= Task instructions =
Every line of the listing below should come back exactly as written, with no images.

= Extracted entries =

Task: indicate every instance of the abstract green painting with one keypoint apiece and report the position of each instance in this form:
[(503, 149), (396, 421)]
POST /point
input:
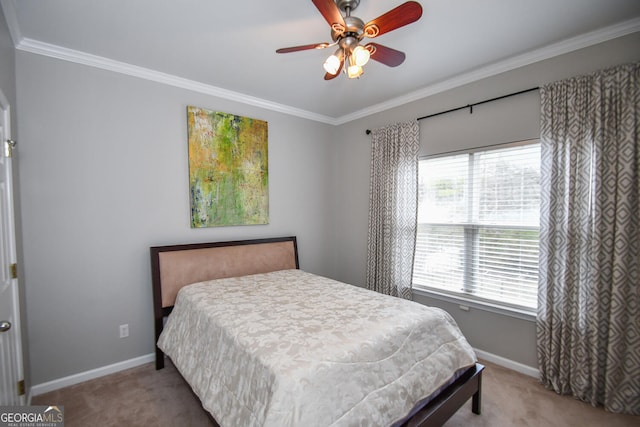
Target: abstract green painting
[(228, 169)]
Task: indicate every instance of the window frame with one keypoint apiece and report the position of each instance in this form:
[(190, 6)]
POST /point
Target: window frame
[(464, 300)]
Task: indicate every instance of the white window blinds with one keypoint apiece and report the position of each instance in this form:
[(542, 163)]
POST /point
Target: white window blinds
[(478, 225)]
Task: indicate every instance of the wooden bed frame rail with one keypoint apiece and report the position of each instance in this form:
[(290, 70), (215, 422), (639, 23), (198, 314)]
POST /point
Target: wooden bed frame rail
[(191, 263)]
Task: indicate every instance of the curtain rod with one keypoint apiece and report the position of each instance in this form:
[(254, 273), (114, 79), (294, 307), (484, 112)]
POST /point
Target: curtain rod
[(470, 106)]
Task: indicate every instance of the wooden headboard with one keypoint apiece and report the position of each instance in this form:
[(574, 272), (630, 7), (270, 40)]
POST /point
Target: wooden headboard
[(175, 266)]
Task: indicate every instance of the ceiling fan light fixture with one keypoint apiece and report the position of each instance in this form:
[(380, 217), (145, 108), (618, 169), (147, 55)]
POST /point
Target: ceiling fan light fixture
[(361, 56), (332, 65), (354, 71)]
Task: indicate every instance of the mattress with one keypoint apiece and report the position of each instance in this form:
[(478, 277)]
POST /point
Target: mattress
[(290, 348)]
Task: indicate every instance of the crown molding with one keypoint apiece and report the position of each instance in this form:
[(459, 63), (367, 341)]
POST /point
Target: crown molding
[(547, 52), (78, 57), (563, 47), (11, 17)]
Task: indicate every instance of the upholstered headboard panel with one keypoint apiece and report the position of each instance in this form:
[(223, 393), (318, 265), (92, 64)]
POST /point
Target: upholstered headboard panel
[(175, 266), (183, 267)]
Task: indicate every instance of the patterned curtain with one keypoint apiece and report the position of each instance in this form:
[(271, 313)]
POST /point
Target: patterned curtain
[(588, 326), (393, 205)]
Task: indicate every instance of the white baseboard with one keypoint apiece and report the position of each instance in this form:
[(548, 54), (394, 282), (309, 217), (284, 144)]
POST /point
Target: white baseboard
[(132, 363), (89, 375), (508, 363)]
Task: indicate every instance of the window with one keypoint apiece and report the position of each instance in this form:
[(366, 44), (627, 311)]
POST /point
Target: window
[(478, 225)]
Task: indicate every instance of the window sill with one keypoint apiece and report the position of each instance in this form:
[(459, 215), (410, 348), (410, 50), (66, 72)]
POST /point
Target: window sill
[(472, 303)]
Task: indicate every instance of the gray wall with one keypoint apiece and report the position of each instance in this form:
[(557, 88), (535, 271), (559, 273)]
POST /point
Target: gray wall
[(8, 88), (104, 175), (508, 120)]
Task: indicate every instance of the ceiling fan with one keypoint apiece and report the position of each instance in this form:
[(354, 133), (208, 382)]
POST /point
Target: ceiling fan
[(348, 31)]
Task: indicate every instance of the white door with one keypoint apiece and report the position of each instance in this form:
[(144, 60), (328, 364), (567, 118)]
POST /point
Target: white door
[(11, 385)]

= Expected answer =
Task: indicate every instance of the abstract green painting with one keypoint apiece and report the position of each instance in this form:
[(503, 149), (396, 421)]
POST /point
input:
Target: abstract green painting
[(228, 169)]
Task: indicate every instance of the window frame with one keypoint apiece and report the position of each instance in this form:
[(190, 6)]
POST /point
Target: window frame
[(464, 300)]
Task: indicate every instance of the white window blinds with one keypoint apiece and report the position of each instance in this form:
[(542, 163)]
POST /point
Target: white window blinds
[(478, 225)]
Task: indicate every instance of the wooden bed frame rail with one keypoint apiece and report the position of each instance in this form:
[(290, 70), (215, 422), (639, 23), (198, 314)]
POST /point
Target: wooden bed frame rail
[(191, 263)]
Task: indicate every instance of the curtain rod with one keypoint apiece and report the position of each instance in this form:
[(254, 273), (114, 79), (294, 307), (484, 112)]
POST /point
Target: curtain rod
[(470, 106)]
Task: indicate every instance of the wooden headboard with one keypoint apiece and report the position of each instance in this form:
[(574, 272), (630, 7), (270, 40)]
POST /point
Target: wooden headboard
[(175, 266)]
Task: indicate every instance of the ceiling fan light fixture with one keypoint apiece and report the position of each instance in this form:
[(380, 217), (145, 108), (618, 169), (147, 55)]
POST /point
Target: ceiling fan light fixture
[(361, 56), (332, 65), (354, 71)]
Task: indicate every instance of the mattress with one keypoint apiece and report the position of each instance in this form:
[(478, 277)]
POST /point
Target: mattress
[(290, 348)]
Task: indicate every instance of the crown molding with one keypoint apiece and report the position of each instance in this form:
[(459, 63), (367, 341)]
POST /point
Target: crown molding
[(547, 52), (78, 57), (563, 47), (11, 17)]
Task: indicate every instance of the upholstered headboard panel with one keypoint apiece and report the position of each instance in this form:
[(223, 393), (318, 265), (92, 64)]
POST /point
Target: upholstered headboard panel
[(175, 266), (183, 267)]
Task: indicate every instance of the patterned curtain with one keypoint apiece and report the position of each instance in this form:
[(271, 313)]
POST /point
Target: patterned curtain
[(588, 326), (393, 205)]
Task: indicate every instance of the white baseboard with one keypoint apiece and report the position of each instance in this form:
[(548, 54), (394, 282), (309, 217), (284, 144)]
POST /point
Target: white baseboard
[(132, 363), (89, 375), (508, 363)]
Task: indicate every instance of the window with one keypoint apiece and report the position of each instance in this form:
[(366, 44), (627, 311)]
POST /point
Target: window
[(478, 225)]
Task: indicate every instance of the window sill with one keypoint apiece and report the position of each instance in this form:
[(459, 215), (410, 348), (410, 50), (66, 72)]
POST /point
Target: window sill
[(472, 303)]
Task: indicate every instance of the gray wall with one keypoint apiece and report the position of each instance in this form:
[(557, 88), (535, 271), (559, 273)]
POST /point
Target: gray wall
[(8, 88), (104, 175), (508, 120)]
Task: indicate every instance of the ceiling fan with one keypoint apiece and report the position of each instance in this form:
[(354, 133), (208, 382)]
POST /point
Target: ceiling fan
[(348, 31)]
Task: indicate every instance of the white door with one keypoint apiece and report the position of each instance in this form:
[(144, 60), (328, 364), (567, 118)]
POST /point
Target: white door
[(11, 385)]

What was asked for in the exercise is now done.